- [Exercise]:
Could you tally the lines of the entries that carry the string "bloom"? Reply with the number and nothing more.

****

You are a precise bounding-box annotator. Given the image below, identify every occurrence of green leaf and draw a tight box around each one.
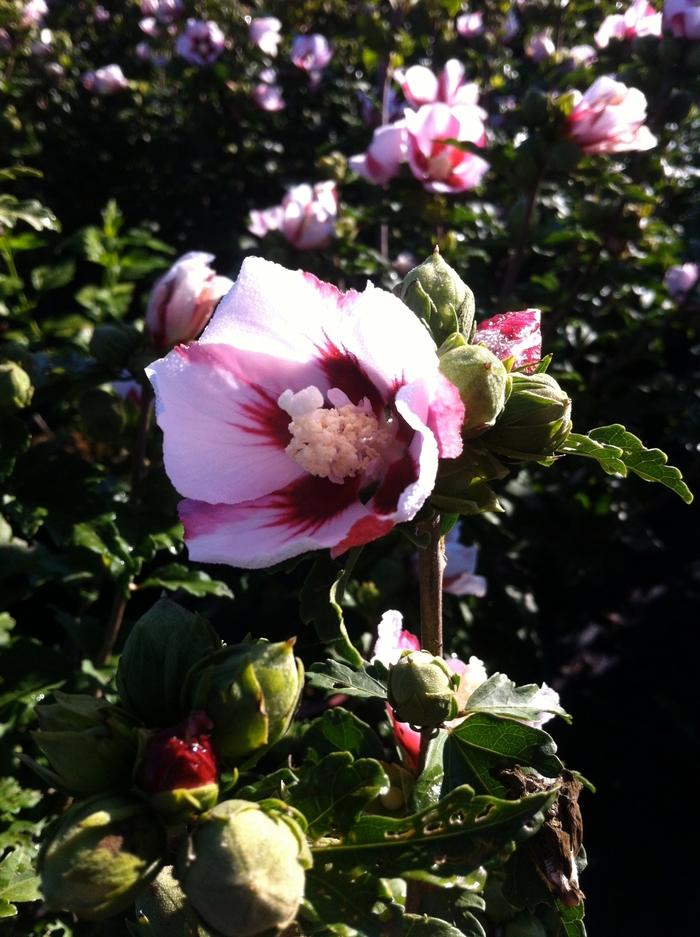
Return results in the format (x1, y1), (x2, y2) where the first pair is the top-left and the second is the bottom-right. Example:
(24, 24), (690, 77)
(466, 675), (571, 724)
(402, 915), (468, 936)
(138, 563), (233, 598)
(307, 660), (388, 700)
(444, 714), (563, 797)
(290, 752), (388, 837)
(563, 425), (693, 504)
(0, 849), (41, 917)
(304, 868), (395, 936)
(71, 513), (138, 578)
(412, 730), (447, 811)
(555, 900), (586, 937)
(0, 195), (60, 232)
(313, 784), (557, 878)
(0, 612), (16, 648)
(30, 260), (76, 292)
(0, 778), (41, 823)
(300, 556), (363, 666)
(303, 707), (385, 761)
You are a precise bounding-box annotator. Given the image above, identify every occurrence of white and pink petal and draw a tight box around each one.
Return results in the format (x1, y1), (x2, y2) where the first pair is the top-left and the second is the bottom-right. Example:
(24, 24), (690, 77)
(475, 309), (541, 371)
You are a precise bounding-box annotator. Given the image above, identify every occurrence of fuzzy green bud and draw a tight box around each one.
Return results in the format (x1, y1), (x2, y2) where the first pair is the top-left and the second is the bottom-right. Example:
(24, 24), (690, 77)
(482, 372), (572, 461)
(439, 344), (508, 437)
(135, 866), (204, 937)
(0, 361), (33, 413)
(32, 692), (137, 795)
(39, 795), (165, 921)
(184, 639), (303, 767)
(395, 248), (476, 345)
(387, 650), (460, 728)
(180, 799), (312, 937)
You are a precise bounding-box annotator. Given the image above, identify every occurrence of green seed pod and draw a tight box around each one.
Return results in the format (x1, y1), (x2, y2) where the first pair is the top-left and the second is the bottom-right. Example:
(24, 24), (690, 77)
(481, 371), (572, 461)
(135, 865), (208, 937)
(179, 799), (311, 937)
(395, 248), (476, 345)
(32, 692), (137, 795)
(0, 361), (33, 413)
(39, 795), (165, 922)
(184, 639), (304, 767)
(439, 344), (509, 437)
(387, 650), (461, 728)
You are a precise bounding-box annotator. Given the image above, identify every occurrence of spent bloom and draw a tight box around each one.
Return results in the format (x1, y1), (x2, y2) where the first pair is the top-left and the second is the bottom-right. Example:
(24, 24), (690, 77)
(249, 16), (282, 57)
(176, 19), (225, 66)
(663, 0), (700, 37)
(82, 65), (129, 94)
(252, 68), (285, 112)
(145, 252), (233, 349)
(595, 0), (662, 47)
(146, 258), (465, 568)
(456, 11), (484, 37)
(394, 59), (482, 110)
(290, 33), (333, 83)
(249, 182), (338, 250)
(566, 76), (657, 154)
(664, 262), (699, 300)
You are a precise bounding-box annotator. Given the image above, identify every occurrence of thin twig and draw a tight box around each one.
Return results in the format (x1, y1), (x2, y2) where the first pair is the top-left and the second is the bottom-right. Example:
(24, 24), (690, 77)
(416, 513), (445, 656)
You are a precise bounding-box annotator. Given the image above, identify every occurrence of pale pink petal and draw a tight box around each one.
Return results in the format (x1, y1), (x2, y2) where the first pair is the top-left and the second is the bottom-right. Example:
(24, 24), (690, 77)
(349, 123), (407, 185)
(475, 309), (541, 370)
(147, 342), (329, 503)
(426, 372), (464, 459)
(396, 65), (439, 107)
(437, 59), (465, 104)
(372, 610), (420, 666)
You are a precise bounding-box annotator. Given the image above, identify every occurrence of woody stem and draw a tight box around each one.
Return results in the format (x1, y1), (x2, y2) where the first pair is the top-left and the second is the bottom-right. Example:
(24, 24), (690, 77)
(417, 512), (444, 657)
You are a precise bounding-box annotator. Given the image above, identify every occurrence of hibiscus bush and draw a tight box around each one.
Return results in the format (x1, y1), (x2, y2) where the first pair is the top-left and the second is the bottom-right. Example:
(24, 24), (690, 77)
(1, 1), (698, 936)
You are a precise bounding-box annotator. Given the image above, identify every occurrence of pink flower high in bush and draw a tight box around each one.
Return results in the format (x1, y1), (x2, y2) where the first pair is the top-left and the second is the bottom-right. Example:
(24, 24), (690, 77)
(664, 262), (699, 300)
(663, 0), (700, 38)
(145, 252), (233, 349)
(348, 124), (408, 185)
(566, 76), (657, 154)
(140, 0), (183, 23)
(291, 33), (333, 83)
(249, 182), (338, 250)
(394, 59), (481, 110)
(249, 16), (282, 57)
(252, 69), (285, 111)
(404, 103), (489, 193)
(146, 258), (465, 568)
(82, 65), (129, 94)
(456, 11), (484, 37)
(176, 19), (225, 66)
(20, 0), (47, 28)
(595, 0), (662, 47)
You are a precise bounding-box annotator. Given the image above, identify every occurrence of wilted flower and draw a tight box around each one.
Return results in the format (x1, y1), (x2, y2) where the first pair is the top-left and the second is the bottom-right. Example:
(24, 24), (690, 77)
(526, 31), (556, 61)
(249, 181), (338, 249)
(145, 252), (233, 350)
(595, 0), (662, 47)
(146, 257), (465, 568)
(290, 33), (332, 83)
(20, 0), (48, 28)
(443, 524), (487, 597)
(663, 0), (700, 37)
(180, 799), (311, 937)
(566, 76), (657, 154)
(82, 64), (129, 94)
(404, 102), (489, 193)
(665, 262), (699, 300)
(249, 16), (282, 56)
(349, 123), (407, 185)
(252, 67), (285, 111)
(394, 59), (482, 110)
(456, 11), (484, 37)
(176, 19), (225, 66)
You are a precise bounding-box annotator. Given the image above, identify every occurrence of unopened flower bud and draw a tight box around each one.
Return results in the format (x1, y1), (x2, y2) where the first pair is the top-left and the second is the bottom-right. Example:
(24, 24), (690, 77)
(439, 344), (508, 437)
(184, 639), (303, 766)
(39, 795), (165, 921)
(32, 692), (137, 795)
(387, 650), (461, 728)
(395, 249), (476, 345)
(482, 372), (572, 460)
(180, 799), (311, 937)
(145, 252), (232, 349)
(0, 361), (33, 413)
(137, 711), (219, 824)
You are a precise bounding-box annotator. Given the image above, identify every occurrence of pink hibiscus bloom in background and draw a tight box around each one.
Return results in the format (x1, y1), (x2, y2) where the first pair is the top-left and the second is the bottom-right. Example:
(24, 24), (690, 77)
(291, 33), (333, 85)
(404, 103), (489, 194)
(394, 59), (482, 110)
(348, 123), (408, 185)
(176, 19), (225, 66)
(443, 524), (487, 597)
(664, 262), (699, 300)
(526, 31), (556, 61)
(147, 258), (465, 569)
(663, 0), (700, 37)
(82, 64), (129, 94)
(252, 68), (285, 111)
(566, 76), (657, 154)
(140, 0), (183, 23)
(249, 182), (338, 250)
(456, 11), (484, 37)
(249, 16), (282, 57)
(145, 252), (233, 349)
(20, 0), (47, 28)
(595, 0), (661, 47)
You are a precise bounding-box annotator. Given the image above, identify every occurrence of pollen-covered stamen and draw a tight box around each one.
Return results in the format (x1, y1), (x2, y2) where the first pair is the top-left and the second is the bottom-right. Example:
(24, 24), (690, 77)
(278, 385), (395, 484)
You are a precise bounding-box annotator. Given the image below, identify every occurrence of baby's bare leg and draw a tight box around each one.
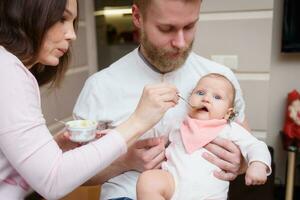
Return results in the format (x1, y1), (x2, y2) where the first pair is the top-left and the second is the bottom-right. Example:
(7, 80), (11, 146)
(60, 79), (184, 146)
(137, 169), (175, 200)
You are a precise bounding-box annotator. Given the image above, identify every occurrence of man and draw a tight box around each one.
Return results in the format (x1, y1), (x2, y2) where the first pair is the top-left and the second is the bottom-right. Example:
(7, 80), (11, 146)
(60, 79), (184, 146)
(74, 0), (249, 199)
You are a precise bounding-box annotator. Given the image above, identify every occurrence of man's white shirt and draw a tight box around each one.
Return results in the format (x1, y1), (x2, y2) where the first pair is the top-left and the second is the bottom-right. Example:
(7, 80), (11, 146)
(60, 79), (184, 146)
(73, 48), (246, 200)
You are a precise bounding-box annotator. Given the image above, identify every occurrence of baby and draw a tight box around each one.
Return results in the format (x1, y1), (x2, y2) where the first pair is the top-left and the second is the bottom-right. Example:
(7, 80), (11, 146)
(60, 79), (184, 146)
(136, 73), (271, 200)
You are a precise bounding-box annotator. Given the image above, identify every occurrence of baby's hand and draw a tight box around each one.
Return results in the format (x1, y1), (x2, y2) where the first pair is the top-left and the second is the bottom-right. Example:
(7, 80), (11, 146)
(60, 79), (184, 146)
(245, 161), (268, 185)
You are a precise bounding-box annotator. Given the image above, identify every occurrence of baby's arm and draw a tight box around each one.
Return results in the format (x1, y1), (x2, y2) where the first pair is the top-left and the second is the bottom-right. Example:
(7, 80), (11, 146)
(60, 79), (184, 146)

****

- [Your solution]:
2